#### Written instruction A
Answer these questions using the Gladiator elimination table below:
(i) Which gladiator was banished by the Emperor without a vote?
(ii) What was the original airdate of Episode 1?
(iii) Which gladiator finished as runner-up?

#### Source document
<<<<

Gladiator Elimination Table
| Gladiators | 1 | 2 | 3^{1} | 4^{2} | 5^{3} | 6 | 7 | 8 | Eliminated Episode |
| Tom | WIN | WIN | IN | WIN | IN | IN | IN | WINNER | Episode 8 |
| Dino | IN | IN | IN | WIN | WIN | WIN | WIN | RUNNER-UP |
| Brandon | IN | IN | IN | WIN | LOW | WIN | LOW | 3RD PLACE |
| Jordan | IN | IN | LOW | WIN | IN | LOW | IN | 4TH PLACE |
| Callum | — | — | IN | IN | IN | WIN | OUT |  | Episode 7 |
| Glenn | LOW | IN | IN | LOW | IN | OUT |  |  | Episode 6 |
| Liam | — | IN | SAFE | IN | OUT |  |  |  | Episode 5 |
| Chet | — | — | — | — | OUT |  |  |  | Episode 5 |
| Tian | IN | LOW | WIN | OUT |  |  |  |  | Episode 4 |
| Kai | IN | OUT |  |  |  |  |  |  | Episode 2 |
| Richard | OUT |  |  |  |  |  |  |  | Episode 1 |

 Jordan and Liam were put up for banishment. Liam was voted off, but the Emperor spared him.
 Glenn and Tian received equal support in the contestants' vote. The Emperor was the tiebreaker, banishing Tian.
 After his girlfriend Helen physically attacked another contestant, Chet was banished by the Emperor without a vote.

 The gladiator won Bromans.
 The gladiator won the main challenge.
 The gladiator was in the bottom two, but was not banished.
 The gladiator was to be banished, but was spared by the Emperor.
 The gladiator was banished from the competition.

==Episodes==

===Episode 1===
Original airdate: 14 September 2017

The eight gladiators are introduced and then stripped naked, as their girlfriends dig for sacks of clothes to dress them.

>>>>

#### Data provided
<<<<

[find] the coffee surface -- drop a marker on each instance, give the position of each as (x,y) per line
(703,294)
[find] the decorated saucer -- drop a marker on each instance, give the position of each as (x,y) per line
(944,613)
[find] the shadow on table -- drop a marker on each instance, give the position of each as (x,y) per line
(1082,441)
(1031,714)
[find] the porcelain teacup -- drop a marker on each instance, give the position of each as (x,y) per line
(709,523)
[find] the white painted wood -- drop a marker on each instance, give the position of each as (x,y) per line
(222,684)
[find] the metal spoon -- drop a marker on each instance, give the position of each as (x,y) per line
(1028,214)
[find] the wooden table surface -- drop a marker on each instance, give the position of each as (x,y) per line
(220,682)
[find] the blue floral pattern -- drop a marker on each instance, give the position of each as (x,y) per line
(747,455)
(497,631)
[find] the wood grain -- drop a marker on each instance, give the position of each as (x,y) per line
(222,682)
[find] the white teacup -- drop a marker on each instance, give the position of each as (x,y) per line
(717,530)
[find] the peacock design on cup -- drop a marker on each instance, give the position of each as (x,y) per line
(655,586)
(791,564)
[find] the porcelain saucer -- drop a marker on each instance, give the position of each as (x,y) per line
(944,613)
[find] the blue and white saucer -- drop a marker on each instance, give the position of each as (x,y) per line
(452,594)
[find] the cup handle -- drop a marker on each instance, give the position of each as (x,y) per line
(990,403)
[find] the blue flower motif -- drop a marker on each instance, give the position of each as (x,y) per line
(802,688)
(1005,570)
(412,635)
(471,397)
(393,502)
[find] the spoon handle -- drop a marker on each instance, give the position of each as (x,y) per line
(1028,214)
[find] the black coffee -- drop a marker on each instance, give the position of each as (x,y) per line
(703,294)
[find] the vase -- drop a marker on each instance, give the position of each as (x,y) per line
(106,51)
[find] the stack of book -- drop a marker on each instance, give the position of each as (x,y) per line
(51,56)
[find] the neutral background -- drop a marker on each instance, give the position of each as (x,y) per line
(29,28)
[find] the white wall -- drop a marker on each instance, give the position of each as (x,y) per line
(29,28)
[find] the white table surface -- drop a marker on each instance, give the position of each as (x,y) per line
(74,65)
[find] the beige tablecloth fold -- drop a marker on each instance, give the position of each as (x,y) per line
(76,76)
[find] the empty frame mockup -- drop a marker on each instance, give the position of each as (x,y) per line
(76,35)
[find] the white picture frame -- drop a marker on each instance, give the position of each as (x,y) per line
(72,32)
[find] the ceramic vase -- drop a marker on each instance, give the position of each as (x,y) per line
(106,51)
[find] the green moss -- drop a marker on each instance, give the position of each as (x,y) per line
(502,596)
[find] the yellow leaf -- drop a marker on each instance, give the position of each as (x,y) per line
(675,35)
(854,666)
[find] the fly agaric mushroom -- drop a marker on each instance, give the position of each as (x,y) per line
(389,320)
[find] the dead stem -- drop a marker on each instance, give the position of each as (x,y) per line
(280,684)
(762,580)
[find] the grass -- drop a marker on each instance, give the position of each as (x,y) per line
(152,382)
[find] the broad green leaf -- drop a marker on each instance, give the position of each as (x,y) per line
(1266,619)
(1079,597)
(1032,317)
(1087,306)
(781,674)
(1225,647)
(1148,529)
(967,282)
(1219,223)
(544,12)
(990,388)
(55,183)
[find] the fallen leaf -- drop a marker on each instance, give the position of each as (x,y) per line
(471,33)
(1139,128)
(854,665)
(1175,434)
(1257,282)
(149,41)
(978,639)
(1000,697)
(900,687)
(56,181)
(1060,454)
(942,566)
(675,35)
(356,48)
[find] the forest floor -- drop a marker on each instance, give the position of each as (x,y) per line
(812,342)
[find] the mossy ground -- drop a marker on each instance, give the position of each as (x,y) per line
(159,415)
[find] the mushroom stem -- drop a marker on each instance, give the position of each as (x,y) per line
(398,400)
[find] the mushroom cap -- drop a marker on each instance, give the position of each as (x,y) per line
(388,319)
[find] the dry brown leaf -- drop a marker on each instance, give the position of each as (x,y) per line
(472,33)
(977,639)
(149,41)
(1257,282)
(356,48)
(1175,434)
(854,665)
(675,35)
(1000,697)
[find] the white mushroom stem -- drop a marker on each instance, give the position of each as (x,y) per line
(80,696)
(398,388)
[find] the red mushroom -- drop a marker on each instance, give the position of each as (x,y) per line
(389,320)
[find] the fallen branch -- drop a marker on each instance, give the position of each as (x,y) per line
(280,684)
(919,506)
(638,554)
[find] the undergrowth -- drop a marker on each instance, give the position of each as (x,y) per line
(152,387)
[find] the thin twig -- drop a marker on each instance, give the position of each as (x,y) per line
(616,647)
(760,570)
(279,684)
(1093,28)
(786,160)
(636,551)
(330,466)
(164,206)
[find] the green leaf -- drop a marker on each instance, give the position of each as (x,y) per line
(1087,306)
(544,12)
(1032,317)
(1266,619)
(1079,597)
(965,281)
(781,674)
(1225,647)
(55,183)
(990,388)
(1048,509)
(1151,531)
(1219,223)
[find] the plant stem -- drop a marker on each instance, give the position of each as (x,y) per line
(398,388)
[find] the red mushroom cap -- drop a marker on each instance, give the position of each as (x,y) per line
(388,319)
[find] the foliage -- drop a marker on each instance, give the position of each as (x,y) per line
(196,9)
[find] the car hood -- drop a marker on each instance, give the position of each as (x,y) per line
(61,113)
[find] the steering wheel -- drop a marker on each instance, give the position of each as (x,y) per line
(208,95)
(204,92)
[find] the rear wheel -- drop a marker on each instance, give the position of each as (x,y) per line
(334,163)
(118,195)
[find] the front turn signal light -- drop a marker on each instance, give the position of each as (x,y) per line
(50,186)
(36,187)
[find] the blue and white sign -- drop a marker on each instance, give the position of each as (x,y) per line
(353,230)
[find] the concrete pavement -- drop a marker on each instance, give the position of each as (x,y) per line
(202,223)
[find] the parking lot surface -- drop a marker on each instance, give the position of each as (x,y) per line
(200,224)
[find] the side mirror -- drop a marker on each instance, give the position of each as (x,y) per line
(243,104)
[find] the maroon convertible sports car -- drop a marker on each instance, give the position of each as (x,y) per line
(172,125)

>>>>

#### Written instruction B
Pull out every line of the records above that contains the word "fallen".

#### Final result A
(i) Chet
(ii) 14 September 2017
(iii) Dino

#### Final result B
[find] the fallen leaf -- drop a marker on each instance, give the position of each as (x,y) per line
[find] the fallen branch -- drop a marker on each instance, give the position of each as (x,y) per line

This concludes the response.